Referring expression pointing data

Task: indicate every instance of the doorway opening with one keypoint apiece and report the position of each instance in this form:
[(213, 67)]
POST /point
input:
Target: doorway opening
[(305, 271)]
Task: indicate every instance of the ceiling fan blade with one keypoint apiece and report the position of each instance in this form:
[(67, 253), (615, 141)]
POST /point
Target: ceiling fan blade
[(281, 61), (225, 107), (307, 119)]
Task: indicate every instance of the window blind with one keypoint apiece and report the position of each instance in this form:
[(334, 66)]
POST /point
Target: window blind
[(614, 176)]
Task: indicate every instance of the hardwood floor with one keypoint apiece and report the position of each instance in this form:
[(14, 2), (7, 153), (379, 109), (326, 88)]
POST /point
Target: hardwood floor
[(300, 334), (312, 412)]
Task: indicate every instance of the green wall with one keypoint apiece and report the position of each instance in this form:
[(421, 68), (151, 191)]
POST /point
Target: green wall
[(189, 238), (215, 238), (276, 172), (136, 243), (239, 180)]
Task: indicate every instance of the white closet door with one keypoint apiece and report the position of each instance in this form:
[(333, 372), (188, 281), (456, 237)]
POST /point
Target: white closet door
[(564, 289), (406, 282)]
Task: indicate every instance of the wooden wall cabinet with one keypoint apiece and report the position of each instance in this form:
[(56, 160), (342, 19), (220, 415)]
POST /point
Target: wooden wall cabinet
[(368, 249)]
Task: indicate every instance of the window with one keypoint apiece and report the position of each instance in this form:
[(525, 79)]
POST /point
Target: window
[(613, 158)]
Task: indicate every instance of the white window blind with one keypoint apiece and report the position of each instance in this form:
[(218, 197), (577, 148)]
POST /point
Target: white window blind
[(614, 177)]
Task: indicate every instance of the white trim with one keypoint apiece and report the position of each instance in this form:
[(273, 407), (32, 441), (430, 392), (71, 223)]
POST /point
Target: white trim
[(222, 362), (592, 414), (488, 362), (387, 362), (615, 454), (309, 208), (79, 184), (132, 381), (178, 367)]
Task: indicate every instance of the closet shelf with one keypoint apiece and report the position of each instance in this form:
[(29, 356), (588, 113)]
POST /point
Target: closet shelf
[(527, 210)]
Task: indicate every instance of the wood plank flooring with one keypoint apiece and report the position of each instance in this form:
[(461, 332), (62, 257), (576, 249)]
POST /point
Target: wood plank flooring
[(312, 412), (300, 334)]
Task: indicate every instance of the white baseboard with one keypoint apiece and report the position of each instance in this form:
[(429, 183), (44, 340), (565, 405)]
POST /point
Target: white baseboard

Work instruction — Repeat exactly, and only, the lines of the records above, starting with the line that contains "Task: indicate every instance of the wood plank" and ending with the final line, both included.

Your response —
Task: indicate every instance of the wood plank flooring with one keypoint apiece and report the position of each instance in this form:
[(461, 332), (62, 257), (576, 249)]
POST /point
Target: wood plank flooring
[(312, 412), (300, 334)]
Task: indicate every instance of the white baseboard with one keypoint apiece and report the position of each instance in this form:
[(429, 183), (44, 340), (565, 405)]
POST /point
Target: white baseboard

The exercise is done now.